#### [Your assignment]
After locating the line that contains "of the beanie", restate it and each later line word for word through the end of the records.

#### [Records supplied]
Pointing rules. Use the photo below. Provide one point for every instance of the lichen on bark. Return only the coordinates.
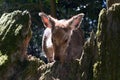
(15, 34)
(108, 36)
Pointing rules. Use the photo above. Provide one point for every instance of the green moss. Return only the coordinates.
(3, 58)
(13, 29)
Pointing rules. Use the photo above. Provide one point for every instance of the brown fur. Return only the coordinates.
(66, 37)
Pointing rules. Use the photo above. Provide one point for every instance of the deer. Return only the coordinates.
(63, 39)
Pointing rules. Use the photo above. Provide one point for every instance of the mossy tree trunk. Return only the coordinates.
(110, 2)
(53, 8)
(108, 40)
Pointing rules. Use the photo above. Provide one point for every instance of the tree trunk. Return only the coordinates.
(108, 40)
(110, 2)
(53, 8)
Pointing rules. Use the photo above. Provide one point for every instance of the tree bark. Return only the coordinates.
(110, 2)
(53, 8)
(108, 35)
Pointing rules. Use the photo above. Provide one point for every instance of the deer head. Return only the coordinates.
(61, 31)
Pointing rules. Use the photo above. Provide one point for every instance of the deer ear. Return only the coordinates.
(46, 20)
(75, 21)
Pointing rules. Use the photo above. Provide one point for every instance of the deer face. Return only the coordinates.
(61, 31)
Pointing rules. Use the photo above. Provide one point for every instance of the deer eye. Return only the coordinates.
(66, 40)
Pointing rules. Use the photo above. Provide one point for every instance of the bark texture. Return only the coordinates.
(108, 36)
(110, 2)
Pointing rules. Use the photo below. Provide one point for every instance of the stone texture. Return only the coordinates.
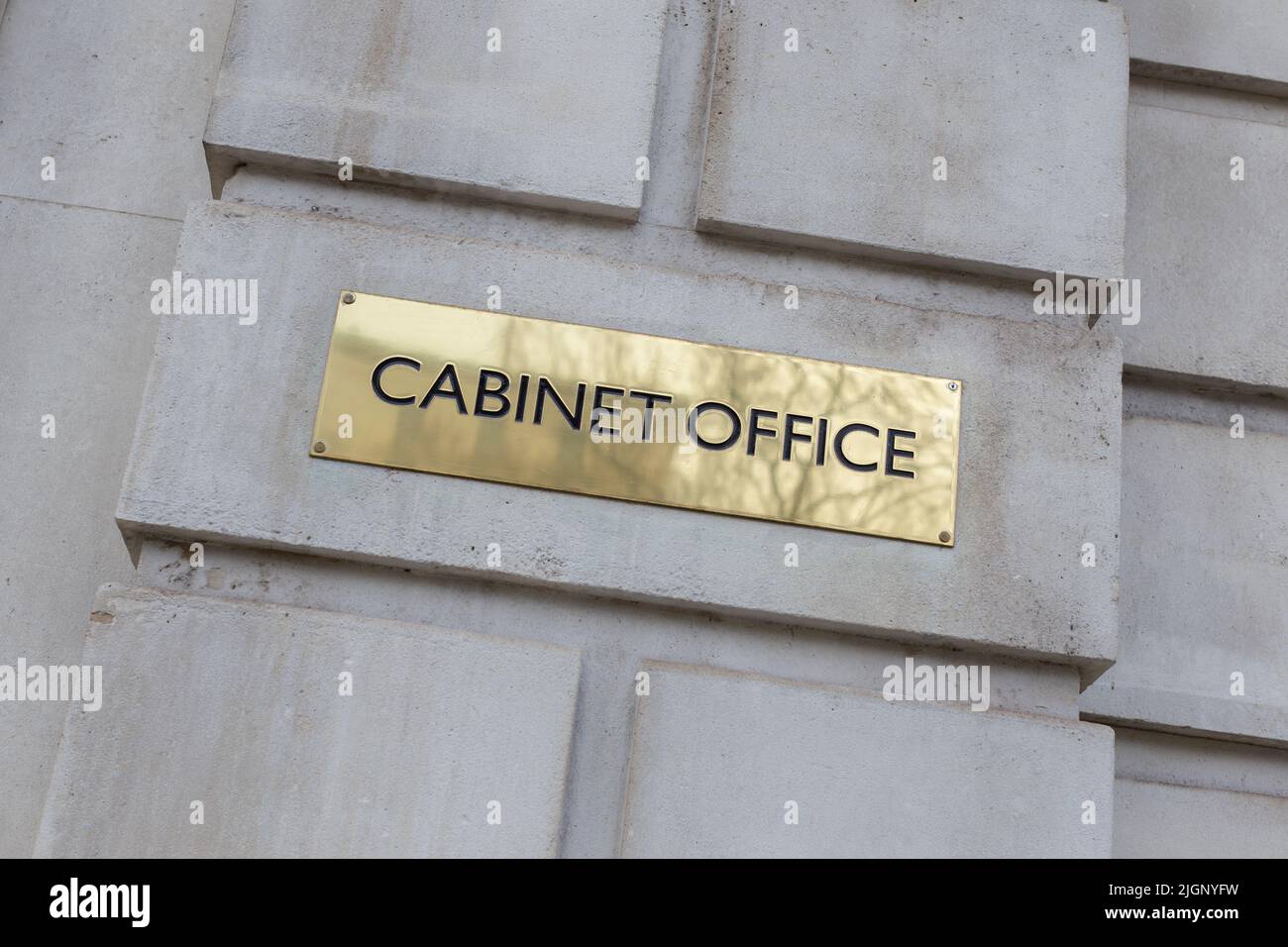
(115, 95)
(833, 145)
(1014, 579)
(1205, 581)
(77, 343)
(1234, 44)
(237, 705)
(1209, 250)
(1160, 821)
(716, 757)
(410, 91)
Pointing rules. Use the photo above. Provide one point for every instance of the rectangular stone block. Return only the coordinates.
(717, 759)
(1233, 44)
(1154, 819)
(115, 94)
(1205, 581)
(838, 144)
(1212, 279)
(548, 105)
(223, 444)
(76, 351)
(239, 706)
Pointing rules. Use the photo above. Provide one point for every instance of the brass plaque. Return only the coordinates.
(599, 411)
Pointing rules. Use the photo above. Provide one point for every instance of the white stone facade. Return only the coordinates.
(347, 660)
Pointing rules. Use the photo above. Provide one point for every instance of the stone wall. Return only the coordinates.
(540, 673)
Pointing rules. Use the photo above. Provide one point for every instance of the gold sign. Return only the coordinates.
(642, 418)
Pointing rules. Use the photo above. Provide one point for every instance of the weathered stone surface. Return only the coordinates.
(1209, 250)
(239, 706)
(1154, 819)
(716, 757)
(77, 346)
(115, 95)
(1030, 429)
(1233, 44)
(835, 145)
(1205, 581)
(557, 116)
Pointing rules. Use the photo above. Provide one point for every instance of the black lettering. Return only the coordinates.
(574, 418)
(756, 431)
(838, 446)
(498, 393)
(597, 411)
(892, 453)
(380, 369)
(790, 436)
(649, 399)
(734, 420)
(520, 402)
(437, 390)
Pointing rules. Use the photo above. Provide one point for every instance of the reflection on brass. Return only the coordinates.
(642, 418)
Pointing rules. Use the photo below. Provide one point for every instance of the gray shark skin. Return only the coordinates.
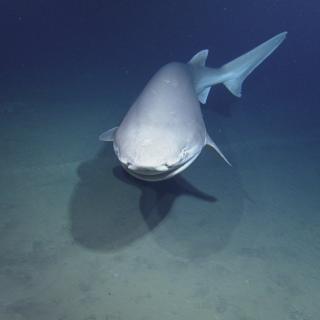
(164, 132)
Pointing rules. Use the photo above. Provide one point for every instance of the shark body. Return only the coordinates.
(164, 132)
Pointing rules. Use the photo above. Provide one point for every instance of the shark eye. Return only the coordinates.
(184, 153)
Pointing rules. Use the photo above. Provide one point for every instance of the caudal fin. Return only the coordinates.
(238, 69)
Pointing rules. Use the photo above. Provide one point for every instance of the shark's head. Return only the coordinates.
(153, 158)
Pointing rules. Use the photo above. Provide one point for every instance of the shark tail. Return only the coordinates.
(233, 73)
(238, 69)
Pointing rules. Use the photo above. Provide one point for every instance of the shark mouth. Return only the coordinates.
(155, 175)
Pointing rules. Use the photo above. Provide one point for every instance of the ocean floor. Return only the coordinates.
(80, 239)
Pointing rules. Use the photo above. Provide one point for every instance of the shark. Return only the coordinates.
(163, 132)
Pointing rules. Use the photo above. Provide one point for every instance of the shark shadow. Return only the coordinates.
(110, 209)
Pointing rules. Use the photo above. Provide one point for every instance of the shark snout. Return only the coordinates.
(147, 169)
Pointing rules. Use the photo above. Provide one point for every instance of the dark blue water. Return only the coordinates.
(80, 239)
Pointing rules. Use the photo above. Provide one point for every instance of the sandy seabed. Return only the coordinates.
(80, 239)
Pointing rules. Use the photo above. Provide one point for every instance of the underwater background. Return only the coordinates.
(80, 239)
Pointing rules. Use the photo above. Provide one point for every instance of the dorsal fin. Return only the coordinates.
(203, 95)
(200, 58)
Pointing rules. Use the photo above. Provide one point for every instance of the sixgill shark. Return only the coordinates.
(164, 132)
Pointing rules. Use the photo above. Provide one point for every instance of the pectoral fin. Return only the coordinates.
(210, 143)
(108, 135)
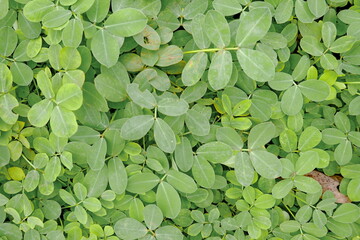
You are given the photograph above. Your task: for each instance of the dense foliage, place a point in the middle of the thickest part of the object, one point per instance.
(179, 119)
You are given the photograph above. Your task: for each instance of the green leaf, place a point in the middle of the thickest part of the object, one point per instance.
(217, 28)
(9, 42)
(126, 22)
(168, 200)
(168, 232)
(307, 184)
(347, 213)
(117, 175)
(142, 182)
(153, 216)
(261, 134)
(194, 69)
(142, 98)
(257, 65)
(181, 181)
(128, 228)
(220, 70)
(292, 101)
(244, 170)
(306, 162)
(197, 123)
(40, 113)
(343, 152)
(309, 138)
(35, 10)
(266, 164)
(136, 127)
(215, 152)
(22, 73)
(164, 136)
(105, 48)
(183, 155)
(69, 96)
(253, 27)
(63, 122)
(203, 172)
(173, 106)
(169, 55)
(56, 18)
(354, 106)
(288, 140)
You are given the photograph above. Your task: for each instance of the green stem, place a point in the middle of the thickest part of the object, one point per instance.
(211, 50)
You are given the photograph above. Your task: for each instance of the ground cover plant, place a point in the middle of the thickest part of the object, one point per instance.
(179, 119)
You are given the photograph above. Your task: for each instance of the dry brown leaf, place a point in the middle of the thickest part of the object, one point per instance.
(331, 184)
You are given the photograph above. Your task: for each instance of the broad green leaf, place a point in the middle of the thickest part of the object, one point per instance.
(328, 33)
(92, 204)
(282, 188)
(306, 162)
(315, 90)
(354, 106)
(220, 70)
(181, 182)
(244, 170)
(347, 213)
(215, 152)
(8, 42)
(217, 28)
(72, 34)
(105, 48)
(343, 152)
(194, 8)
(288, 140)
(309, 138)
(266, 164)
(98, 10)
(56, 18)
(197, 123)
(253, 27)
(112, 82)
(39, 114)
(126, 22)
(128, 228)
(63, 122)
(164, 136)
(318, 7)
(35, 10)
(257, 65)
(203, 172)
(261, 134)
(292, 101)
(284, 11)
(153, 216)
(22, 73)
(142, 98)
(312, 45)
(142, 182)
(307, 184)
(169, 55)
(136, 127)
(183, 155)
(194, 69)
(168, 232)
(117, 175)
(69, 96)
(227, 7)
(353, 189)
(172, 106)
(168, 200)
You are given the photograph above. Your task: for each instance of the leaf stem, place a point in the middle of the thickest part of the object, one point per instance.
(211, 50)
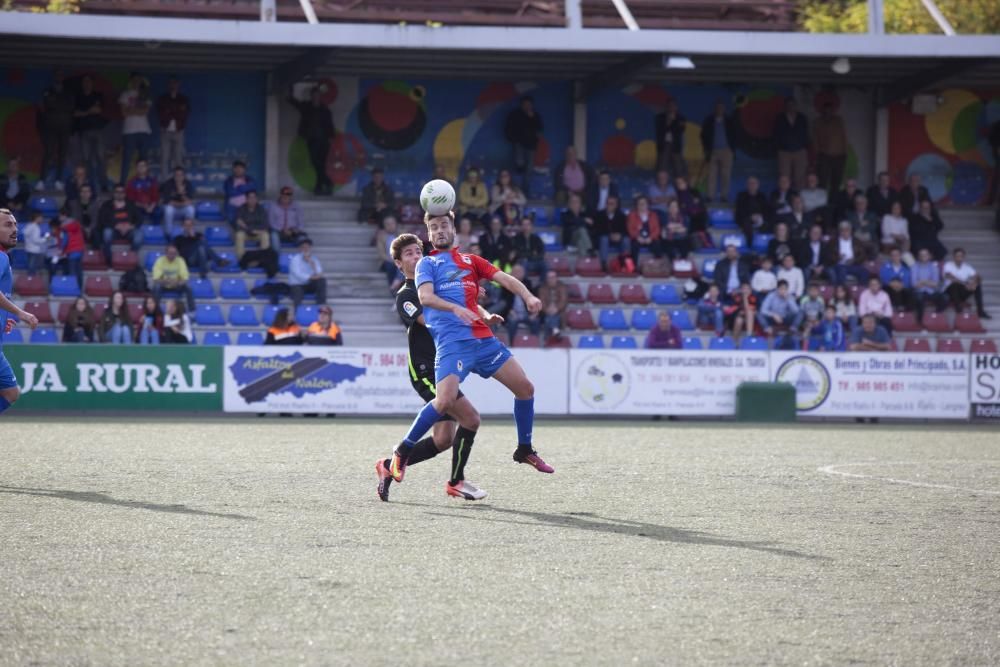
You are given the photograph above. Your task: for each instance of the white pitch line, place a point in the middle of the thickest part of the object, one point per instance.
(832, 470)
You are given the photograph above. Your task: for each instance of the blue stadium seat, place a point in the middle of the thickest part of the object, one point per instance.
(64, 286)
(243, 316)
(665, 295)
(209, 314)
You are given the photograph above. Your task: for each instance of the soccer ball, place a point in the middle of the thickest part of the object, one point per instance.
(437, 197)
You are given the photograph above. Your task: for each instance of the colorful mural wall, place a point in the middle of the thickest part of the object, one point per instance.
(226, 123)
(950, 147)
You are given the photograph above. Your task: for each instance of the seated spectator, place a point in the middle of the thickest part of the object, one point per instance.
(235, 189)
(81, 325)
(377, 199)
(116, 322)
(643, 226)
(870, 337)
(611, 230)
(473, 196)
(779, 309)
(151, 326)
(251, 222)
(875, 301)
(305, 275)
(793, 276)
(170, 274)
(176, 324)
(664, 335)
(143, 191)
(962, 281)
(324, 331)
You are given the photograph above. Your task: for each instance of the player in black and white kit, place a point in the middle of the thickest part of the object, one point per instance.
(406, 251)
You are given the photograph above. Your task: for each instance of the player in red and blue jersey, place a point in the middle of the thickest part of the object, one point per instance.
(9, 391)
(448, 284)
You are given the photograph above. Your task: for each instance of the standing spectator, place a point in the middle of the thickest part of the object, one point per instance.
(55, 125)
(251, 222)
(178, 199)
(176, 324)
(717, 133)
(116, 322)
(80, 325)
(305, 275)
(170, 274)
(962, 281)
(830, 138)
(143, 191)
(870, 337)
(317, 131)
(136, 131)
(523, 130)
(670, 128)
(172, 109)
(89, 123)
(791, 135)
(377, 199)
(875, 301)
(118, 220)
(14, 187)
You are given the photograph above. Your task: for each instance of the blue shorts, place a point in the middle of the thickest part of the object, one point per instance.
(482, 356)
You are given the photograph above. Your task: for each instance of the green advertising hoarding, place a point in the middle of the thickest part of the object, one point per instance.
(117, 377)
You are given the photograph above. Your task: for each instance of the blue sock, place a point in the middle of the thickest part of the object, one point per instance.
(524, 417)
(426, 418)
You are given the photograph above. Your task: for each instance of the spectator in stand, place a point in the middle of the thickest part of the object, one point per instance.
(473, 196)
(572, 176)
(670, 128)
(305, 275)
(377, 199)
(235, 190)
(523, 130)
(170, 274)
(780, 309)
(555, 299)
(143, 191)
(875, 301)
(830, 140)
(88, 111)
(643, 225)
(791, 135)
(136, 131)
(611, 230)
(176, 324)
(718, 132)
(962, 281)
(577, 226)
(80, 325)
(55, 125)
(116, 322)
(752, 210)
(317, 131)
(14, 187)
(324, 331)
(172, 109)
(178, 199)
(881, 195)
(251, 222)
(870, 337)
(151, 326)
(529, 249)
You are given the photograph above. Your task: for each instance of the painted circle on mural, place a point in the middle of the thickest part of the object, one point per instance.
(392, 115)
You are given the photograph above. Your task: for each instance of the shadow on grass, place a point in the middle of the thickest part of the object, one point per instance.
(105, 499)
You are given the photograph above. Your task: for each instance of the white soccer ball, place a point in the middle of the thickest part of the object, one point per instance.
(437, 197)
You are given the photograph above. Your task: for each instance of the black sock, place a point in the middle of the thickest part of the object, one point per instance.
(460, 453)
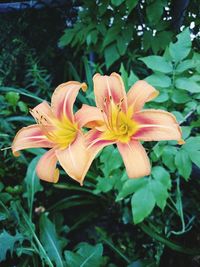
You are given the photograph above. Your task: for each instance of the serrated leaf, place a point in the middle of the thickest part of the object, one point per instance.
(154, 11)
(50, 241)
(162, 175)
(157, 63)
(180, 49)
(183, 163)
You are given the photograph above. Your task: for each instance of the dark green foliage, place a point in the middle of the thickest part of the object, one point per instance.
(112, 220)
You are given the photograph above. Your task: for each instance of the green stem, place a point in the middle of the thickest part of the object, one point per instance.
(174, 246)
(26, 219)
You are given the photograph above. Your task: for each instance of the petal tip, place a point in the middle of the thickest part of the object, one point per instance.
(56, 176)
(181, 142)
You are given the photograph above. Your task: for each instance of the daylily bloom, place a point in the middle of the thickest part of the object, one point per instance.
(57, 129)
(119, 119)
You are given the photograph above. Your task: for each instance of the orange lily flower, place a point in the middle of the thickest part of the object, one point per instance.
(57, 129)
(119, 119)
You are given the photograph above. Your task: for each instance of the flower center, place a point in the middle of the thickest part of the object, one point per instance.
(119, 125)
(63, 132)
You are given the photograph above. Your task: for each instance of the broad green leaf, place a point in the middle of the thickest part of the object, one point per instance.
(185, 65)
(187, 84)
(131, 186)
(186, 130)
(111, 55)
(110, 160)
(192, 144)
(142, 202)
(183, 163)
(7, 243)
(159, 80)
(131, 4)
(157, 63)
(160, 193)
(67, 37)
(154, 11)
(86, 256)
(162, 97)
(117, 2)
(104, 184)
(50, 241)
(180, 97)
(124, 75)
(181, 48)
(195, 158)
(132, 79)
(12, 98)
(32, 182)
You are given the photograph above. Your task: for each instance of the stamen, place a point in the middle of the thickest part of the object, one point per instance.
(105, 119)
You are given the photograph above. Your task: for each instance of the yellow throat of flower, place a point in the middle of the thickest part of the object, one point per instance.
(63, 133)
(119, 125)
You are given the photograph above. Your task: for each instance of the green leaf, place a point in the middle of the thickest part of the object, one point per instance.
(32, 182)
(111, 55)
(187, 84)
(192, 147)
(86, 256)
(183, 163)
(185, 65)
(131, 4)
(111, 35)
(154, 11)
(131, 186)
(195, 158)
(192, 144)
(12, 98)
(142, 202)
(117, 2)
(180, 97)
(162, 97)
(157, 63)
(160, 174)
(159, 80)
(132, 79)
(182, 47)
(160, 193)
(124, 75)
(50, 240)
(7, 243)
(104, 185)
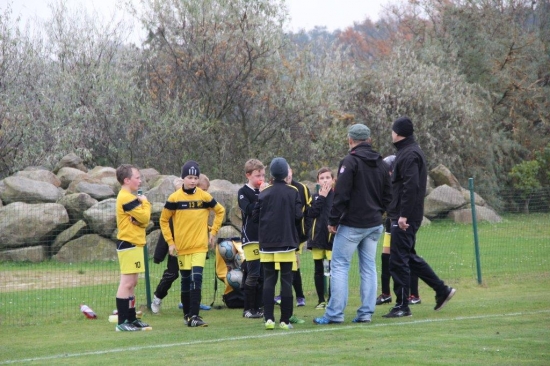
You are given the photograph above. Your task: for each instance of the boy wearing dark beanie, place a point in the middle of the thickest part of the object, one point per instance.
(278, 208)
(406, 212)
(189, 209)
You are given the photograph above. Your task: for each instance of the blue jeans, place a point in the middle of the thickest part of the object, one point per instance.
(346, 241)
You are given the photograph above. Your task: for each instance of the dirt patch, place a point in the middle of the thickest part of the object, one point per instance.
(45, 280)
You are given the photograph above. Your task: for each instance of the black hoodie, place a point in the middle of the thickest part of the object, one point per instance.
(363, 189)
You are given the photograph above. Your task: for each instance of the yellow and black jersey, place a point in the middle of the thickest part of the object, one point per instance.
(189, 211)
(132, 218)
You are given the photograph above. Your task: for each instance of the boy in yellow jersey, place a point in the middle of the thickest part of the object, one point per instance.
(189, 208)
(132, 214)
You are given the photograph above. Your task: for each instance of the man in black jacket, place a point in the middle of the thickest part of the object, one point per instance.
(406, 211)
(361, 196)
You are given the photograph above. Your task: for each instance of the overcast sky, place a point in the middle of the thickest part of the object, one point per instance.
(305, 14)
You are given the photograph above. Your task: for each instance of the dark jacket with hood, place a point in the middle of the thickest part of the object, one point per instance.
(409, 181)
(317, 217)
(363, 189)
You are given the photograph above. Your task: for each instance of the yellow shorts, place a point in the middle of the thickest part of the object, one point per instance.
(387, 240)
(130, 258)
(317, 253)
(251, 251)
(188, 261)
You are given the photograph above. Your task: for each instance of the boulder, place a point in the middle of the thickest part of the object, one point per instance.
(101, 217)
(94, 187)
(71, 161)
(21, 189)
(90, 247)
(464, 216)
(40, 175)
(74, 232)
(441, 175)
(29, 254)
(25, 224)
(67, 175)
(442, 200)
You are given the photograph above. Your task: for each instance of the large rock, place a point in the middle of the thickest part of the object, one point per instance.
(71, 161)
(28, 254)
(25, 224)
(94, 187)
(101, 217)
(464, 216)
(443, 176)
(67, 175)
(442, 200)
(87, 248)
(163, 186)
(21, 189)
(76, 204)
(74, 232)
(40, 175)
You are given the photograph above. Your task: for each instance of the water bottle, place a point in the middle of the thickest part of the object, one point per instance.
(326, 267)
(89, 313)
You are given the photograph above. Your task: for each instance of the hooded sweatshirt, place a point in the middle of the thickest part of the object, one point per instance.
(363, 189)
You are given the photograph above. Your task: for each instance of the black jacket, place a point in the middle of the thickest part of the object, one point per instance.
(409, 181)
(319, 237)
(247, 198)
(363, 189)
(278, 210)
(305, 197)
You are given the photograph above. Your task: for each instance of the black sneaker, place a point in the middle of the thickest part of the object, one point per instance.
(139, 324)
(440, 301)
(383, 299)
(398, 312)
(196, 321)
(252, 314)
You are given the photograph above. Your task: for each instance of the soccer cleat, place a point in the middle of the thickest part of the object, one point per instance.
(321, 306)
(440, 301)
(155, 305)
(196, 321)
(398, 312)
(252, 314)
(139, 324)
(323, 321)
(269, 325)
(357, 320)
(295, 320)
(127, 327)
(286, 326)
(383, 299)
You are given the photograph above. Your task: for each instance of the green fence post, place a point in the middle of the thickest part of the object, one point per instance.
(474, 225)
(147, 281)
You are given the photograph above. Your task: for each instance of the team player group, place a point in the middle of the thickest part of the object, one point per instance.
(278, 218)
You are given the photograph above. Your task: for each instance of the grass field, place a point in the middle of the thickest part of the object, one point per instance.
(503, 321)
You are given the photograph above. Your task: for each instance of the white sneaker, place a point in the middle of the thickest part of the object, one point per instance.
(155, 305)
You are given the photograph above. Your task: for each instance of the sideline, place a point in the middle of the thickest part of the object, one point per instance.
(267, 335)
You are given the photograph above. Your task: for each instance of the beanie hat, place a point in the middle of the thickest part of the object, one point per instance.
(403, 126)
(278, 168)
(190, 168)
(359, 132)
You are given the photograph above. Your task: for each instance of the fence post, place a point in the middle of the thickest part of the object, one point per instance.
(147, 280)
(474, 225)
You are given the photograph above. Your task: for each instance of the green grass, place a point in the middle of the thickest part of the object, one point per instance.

#### [Response to this task]
You are given the photograph above. Your task: for each instance of the beanie hat, place a point in the middle of the thickest part of the object, one point per instance.
(403, 126)
(278, 168)
(190, 168)
(359, 132)
You are given the photograph above. Your task: for each instance of the fence post, place a point in the middle of the thickest part of the object, one point per instance.
(147, 280)
(474, 225)
You are given the photograph above. Your task: for each instance of the green grass, place a point in the middle of the thickest part of the object, one point per instance.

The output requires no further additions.